◆ What to produce: Reproduce everything in the review of The Rush from "Combing the diary" down to "extraordinary time period.", word for word.

◆ Given passage:
● ● ●

Oh great, the car has a flat tire so now I’ll have to miss my massage therapy appointment. The frozen entree I purchased recommends cooking it in the oven for 60 minutes, not the usual 5 minutes in the microwave I’m used to – I’ll starve having to wait that long. My smartphone needs charging, so how will I be able to update my Facebook status? Oh the horror! How will I survive such calamities?
Let’s be honest, these are the type of things we consider hardships in our 21st century world. For the thousands of Americans that made the arduous trek to California searching for fortune during the Gold Rush era our “burdens” would be considered laughable and viewed as nothing more than an inconvenience at best. From the pioneering spirit characterized in The Rush a story emerges of true hardship-conquering. It is one filled with hope, adventure, risk-taking, disappointment, fortitude, and tenacious determination.
Combing the diary and journal entries from a handful of the numerous men and the occasional woman who made that dauntless journey west via land and sea, Dolnick transforms a period in American history from one that most often is reported in a strictly factual manner into one that paints a more personal and intimate portrait. He gleans the emotions, sentiments and observations from the written experiences of these individuals and fluidly incorporates them into a descriptively rich prose providing a broader understanding of this extraordinary time period.
As Dolnick interestingly points out, the majority of those who so diligently panned for gold did not find the fortune they came seeking. But what so many did discover was a sense of independence their former lives could not offer. This book successfully imparts to the reader an appreciation of not only the fervor demonstrated by the forty-niners to strike it rich but also the adversity they faced and the mettle it required to surmount it.
In addition to The Rush, also check the VBPL catalog for Edward Dolnick’s fascinating book, The Forger’s Spell: A True Story of Vermeer, Nazis, and the Greatest Art Hoax of the Twentieth Century.

● ● ●

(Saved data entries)

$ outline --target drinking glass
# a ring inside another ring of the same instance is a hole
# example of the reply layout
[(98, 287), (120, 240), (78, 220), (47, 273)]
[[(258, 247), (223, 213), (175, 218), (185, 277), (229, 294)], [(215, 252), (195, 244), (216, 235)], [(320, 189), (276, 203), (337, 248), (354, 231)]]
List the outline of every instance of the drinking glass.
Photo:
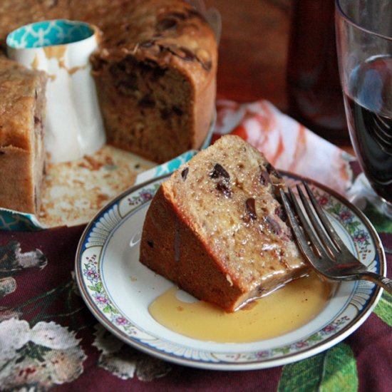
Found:
[(336, 0), (335, 21), (350, 138), (368, 180), (352, 201), (365, 195), (392, 218), (392, 0)]

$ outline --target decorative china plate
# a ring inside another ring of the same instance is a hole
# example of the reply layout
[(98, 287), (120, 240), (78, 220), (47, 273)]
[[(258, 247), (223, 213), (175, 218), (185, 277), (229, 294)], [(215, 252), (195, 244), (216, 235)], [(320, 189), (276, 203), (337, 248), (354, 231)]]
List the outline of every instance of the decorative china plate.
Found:
[[(299, 180), (294, 175), (284, 175), (288, 185)], [(214, 343), (185, 336), (158, 324), (148, 306), (172, 284), (139, 262), (139, 242), (150, 200), (167, 177), (150, 180), (113, 200), (88, 225), (79, 242), (76, 271), (82, 296), (98, 321), (123, 341), (182, 365), (220, 370), (265, 368), (331, 347), (370, 315), (381, 290), (371, 282), (358, 281), (339, 284), (314, 319), (274, 339)], [(382, 246), (367, 219), (334, 191), (308, 182), (352, 252), (372, 271), (385, 274)]]

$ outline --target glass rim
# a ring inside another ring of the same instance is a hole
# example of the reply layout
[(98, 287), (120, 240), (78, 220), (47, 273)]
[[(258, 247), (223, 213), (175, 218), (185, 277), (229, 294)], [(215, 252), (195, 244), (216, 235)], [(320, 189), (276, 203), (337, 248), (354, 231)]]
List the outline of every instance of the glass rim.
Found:
[(341, 6), (341, 0), (335, 0), (335, 10), (336, 12), (339, 12), (341, 15), (341, 16), (349, 24), (354, 26), (354, 27), (356, 27), (358, 29), (361, 30), (362, 31), (365, 33), (368, 33), (369, 34), (372, 34), (373, 36), (376, 36), (378, 37), (382, 38), (383, 39), (388, 40), (388, 41), (392, 41), (392, 36), (384, 36), (383, 34), (381, 34), (380, 33), (376, 33), (376, 31), (372, 31), (371, 30), (369, 30), (368, 29), (366, 29), (365, 27), (361, 26), (357, 22), (354, 21), (350, 16), (343, 11), (343, 9)]

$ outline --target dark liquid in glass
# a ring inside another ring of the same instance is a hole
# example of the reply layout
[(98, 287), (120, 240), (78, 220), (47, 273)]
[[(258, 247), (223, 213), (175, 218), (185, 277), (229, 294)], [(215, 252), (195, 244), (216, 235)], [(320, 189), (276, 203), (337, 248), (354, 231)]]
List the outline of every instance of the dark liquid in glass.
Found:
[(349, 88), (344, 100), (358, 159), (374, 190), (392, 202), (392, 58), (358, 66)]
[(350, 140), (340, 83), (334, 0), (295, 0), (287, 64), (289, 114), (338, 144)]

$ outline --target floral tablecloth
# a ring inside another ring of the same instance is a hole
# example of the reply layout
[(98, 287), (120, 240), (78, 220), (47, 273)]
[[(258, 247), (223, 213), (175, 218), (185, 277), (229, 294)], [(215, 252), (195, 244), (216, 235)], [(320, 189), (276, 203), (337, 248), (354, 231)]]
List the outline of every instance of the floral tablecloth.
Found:
[[(346, 194), (359, 168), (269, 102), (217, 103), (214, 138), (239, 135), (278, 168)], [(392, 269), (392, 222), (365, 212)], [(82, 299), (75, 254), (85, 226), (0, 232), (2, 391), (390, 391), (392, 297), (344, 341), (299, 362), (238, 372), (184, 367), (149, 356), (107, 332)]]

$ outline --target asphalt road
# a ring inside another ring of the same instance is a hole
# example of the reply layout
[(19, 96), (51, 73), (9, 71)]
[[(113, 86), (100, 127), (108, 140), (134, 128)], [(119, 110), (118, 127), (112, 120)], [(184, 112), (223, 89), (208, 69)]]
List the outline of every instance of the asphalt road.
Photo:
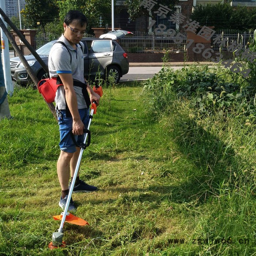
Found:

● ● ●

◆ Answer:
Combing the diary and journal entries from a handful of the numerous men and the occasional woman who made that dauntless journey west via land and sea, Dolnick transforms a period in American history from one that most often is reported in a strictly factual manner into one that paints a more personal and intimate portrait. He gleans the emotions, sentiments and observations from the written experiences of these individuals and fluidly incorporates them into a descriptively rich prose providing a broader understanding of this extraordinary time period.